■ **TASK DIRECTIONS**
Starting at the first line below, copy through to the last line exactly.

##### PROVIDED MATERIAL #####

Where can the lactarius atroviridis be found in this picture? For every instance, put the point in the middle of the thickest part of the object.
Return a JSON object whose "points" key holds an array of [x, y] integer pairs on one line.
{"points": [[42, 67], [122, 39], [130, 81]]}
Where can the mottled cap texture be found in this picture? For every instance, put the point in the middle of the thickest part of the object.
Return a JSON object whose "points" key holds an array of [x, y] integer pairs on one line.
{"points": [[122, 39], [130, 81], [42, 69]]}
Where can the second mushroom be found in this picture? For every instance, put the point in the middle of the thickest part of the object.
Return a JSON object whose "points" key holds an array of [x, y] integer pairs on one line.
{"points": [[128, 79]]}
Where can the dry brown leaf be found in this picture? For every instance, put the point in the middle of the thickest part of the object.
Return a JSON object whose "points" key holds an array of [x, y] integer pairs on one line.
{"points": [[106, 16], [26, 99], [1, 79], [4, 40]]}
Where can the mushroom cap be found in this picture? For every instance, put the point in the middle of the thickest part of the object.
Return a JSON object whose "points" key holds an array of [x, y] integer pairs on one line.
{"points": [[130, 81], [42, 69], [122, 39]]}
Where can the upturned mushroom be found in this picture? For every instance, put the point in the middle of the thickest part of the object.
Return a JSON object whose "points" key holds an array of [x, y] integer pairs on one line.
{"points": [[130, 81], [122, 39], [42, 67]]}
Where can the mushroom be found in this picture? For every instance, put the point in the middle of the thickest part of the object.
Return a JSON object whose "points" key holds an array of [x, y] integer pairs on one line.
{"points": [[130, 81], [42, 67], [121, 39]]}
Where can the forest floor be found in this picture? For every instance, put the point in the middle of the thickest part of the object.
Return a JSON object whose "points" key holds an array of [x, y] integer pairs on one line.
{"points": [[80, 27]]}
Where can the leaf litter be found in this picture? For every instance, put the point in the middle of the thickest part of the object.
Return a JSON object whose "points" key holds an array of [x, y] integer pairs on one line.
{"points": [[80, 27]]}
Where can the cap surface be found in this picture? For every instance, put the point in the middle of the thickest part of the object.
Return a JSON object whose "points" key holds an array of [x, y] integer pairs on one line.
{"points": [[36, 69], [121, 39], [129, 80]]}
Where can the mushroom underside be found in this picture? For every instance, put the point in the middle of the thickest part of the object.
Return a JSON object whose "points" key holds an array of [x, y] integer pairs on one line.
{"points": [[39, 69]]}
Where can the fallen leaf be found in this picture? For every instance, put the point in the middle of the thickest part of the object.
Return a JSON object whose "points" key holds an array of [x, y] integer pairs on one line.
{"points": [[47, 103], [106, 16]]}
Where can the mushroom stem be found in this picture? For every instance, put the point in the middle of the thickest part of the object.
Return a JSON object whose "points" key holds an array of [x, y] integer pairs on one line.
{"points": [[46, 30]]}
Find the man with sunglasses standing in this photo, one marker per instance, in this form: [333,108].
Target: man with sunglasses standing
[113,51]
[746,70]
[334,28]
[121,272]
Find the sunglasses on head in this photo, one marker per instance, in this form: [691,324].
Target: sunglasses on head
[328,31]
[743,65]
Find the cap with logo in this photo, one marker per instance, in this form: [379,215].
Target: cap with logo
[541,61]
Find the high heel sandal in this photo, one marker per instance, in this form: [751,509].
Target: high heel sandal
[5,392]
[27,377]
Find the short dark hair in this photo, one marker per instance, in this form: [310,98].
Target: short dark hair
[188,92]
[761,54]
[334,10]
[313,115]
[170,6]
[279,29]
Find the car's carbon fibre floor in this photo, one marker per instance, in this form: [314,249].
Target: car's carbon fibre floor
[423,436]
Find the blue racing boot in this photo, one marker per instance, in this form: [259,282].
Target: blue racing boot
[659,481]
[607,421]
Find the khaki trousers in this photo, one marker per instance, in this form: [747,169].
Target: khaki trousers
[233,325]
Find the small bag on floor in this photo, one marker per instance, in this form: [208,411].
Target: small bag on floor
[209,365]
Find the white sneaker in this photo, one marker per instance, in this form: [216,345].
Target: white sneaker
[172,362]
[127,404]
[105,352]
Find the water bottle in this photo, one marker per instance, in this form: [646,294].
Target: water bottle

#####

■ **TASK OUTPUT**
Where can the lactarius atroviridis be found in this picture? For every instance, put the point in the middle of the thickest part of the object.
Return a JSON object whose "points" key holds an array of [x, y] integer pairs on one line.
{"points": [[42, 67], [122, 39], [130, 81]]}
Where can the mottled cap texture be found in this picture? For every instance, put the point in the middle of the thickest part of the object.
Return a JSON object whose "points" key holds an array of [x, y] integer pairs on one line.
{"points": [[122, 39], [130, 81], [42, 69]]}
Where can the second mushroom be found in this picture? For every instance, put the point in the middle of the thickest part of the object.
Return a JSON object whose "points" key holds an array of [x, y] integer pairs on one line.
{"points": [[128, 79]]}
Where can the dry brown leaf be found in this picture? For every instance, put the point in the middle of the thickest part of the object.
Return a JSON object whose "points" key holds an array of [x, y] integer pairs on one line.
{"points": [[106, 16], [26, 99], [1, 79], [4, 40]]}
Where can the mushroom cap be found in this picture? For every instance, put the point in the middle of the thickest part of the object.
Return a JSON object whose "points" key holds an array of [x, y] integer pairs on one line.
{"points": [[130, 81], [42, 69], [122, 39]]}
Where can the upturned mushroom be found in this picture? For every instance, put the point in the middle of the thickest part of the object.
Return a JSON object whose "points" key holds an array of [x, y] integer pairs on one line.
{"points": [[130, 81], [122, 39], [42, 67]]}
Where can the mushroom be found in this picture? For every instance, put the point in the middle of the thickest part of the object.
Return a JSON object whose "points" key holds an array of [x, y] integer pairs on one line.
{"points": [[130, 81], [42, 67], [121, 39]]}
Where can the forest floor be found in this picture? For every instance, put the point in the middle of the thickest part of the object.
Return a JSON object whose "points" key holds an array of [x, y] integer pairs on one line.
{"points": [[80, 27]]}
Where can the leaf litter be found in this picture? For every instance, put the point in the middle of the thickest part of the object.
Return a JSON object whose "points" key holds an array of [x, y] integer pairs on one line.
{"points": [[80, 27]]}
Where can the cap surface be found in this picture? For every instance, put the point in the middle of the thickest part of the object.
Return a JSON object whose "points" key holds an array of [x, y] integer pairs on one line.
{"points": [[36, 69], [121, 39], [129, 80]]}
Where can the mushroom underside be found in this picture? For every instance, put the point in the middle of the thickest part of the object.
Return a JSON object whose "points" key holds an array of [x, y] integer pairs on one line.
{"points": [[39, 69]]}
Where can the fallen leaf be found in this picture? For every instance, put the point in the middle of the thickest part of the object.
Return a JSON object whose "points" key holds an array of [x, y] integer pairs on one line.
{"points": [[47, 103], [106, 16]]}
Where can the mushroom stem be found in this picture? For every instance, put the point in the middle of the thickest part of the object.
Return a JSON object whose "points" key holds an array of [x, y] integer pairs on one line.
{"points": [[46, 30]]}
Find the man with sunglasses standing in this photo, one marker per instance, in this form: [333,108].
Target: man with sunglasses standing
[113,51]
[746,70]
[334,28]
[121,272]
Find the sunglasses on head in this photo, one marker per instance, in this form: [691,324].
Target: sunglasses on head
[328,31]
[743,65]
Find the cap with logo in this photo, one marker per instance, in this form: [379,215].
Target: cap with logo
[541,61]
Find the high heel sandal in this photo, one marker per instance, in this form: [751,509].
Target: high heel sandal
[5,392]
[27,377]
Find the short dark hair in this photo, one marker per instance, in this form: [310,98].
Target: short dark hair
[188,92]
[761,54]
[334,10]
[313,115]
[170,6]
[279,29]
Find the car's carbon fibre floor in this photo, one marker per instance, in this form: [314,249].
Target: car's carbon fibre floor
[423,436]
Find the blue racing boot in this photo, one marker per instance, in this form: [259,282].
Target: blue racing boot
[659,481]
[607,421]
Find the khaki trousers in this photo, one marker per instance, in this form: [747,169].
Target: khaki trousers
[233,325]
Find the small bag on floor in this photo, one marker per instance, in this form: [208,411].
Target: small bag on floor
[209,365]
Find the white sneaker in this photo, one marker per instance, in this form: [216,345].
Target: white sneaker
[172,362]
[127,404]
[105,352]
Find the water bottle in this photo, one marker per instance, in this form: [646,294].
Target: water bottle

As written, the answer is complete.